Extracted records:
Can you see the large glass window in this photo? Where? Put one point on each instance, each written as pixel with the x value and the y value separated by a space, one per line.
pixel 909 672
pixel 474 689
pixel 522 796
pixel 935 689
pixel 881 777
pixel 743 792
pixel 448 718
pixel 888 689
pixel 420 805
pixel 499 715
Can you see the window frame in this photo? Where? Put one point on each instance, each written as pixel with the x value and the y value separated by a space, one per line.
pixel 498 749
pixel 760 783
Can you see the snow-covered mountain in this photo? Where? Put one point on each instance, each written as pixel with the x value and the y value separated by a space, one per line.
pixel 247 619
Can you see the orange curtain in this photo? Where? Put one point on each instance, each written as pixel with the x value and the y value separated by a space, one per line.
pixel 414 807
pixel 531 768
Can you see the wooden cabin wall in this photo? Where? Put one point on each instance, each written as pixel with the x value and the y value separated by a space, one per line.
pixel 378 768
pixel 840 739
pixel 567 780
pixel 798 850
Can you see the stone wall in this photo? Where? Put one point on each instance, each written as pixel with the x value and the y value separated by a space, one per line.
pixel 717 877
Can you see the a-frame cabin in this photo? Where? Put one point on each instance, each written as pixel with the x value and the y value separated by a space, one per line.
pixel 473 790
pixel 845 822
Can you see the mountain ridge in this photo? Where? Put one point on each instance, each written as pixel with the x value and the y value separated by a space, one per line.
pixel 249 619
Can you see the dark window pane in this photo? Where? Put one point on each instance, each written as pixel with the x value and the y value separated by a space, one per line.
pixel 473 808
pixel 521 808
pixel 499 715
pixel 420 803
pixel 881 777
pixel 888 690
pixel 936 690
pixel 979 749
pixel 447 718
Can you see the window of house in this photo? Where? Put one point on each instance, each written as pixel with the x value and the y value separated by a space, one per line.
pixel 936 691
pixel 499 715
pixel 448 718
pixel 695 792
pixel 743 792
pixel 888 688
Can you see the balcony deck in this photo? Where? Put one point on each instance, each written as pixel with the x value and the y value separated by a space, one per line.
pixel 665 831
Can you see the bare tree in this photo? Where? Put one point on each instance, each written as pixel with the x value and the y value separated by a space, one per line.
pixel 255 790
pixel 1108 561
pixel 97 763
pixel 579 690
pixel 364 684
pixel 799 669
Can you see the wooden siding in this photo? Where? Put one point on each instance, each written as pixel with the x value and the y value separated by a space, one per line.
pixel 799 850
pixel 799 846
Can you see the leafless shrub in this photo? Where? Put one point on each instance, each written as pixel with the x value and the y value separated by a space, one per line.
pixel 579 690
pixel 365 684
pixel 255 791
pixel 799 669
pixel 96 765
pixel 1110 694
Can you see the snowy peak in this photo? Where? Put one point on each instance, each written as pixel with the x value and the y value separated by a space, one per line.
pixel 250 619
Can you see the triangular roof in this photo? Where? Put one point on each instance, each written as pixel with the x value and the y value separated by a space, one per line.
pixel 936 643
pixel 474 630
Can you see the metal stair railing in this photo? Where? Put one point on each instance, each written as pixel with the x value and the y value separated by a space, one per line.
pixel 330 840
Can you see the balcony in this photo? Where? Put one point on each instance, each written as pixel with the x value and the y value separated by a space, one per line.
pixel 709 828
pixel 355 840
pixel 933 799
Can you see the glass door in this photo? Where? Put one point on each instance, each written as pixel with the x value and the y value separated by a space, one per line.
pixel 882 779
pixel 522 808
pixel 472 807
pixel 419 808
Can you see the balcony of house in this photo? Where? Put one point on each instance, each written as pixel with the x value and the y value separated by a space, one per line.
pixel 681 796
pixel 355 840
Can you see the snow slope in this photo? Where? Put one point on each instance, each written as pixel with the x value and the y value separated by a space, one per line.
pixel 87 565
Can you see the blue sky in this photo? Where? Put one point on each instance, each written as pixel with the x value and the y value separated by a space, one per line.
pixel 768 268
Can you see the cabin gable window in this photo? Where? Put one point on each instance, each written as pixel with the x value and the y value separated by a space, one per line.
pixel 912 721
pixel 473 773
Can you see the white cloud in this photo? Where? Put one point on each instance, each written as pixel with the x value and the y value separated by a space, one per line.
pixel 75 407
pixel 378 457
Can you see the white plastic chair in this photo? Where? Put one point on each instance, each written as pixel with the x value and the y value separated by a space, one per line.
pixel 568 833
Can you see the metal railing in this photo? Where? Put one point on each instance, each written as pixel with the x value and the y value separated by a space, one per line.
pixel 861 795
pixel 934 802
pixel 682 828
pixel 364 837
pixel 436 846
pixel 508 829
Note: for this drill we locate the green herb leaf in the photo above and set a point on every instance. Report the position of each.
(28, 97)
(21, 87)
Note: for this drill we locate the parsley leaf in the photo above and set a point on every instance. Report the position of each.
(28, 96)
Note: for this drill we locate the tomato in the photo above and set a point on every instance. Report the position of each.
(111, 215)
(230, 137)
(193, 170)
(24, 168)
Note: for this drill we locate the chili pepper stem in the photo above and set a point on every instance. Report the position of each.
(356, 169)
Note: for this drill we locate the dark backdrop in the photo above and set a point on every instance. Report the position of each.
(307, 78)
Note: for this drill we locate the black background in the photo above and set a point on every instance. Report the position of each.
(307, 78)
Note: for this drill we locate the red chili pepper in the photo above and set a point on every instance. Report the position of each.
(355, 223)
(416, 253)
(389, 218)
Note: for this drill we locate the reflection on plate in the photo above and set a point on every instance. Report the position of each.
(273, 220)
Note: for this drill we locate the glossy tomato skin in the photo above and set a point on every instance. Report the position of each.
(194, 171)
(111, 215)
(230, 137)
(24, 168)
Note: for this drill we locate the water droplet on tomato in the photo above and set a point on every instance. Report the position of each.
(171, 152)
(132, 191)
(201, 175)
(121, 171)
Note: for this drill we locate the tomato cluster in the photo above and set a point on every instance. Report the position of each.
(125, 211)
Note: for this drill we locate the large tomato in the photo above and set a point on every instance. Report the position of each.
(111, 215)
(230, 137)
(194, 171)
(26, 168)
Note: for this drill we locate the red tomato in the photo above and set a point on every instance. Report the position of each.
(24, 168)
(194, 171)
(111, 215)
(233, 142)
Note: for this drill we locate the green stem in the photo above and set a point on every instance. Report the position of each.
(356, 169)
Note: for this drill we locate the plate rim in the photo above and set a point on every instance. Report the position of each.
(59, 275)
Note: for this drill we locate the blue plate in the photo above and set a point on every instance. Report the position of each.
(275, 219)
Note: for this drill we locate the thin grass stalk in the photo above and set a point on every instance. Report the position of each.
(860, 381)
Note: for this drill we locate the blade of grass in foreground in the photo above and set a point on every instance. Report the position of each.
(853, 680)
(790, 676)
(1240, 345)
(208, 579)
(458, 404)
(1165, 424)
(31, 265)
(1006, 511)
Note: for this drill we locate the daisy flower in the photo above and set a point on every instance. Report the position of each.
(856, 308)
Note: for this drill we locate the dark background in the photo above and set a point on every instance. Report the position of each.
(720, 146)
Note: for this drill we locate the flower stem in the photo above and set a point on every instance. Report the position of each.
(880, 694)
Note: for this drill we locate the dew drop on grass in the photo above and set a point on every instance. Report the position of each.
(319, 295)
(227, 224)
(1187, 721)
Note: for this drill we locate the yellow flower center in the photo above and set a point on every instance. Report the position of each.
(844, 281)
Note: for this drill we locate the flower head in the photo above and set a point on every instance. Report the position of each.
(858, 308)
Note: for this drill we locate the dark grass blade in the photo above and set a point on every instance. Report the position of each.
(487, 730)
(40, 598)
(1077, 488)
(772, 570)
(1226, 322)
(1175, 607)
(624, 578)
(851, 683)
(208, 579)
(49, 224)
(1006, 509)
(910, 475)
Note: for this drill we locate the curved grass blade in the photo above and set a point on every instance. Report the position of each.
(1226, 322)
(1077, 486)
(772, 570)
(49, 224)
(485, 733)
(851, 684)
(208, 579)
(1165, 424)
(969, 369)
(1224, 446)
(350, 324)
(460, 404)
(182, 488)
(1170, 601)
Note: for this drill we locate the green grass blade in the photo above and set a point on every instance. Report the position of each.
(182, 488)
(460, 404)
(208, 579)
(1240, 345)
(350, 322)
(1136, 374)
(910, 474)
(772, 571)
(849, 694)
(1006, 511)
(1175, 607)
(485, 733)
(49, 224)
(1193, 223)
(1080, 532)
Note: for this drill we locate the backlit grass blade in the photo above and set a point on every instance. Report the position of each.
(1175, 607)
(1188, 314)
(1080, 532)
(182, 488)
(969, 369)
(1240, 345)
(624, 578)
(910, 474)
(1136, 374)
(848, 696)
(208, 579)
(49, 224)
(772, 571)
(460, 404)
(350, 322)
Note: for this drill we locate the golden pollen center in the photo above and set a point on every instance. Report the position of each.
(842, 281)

What you should do => Write out again the part of the entries that opens with the line containing "Note: for this drill we locate the green grass" and continues through the end of the entries, keeping the requests as they are. Shift both numbers of every coordinate pair in the answers by -65.

Solution to this task =>
Note: for this drill we locate the green grass blade in the photo above and set a point on every instance. Report the position of each.
(117, 423)
(395, 339)
(143, 514)
(1175, 280)
(285, 257)
(1071, 309)
(845, 409)
(707, 506)
(784, 629)
(941, 446)
(1110, 542)
(420, 668)
(-16, 159)
(1128, 158)
(1015, 467)
Note: for this drill we locate the backlit grass blade in the photo above and set a point on every instance. Report the position of each.
(1110, 542)
(1123, 249)
(1015, 467)
(117, 423)
(904, 304)
(1175, 280)
(559, 513)
(845, 409)
(1071, 309)
(783, 631)
(143, 514)
(-16, 159)
(707, 506)
(395, 339)
(285, 257)
Note: for this drill we locate the golden pollen center in the photo above and set a point on every instance. Report the position of each.
(777, 216)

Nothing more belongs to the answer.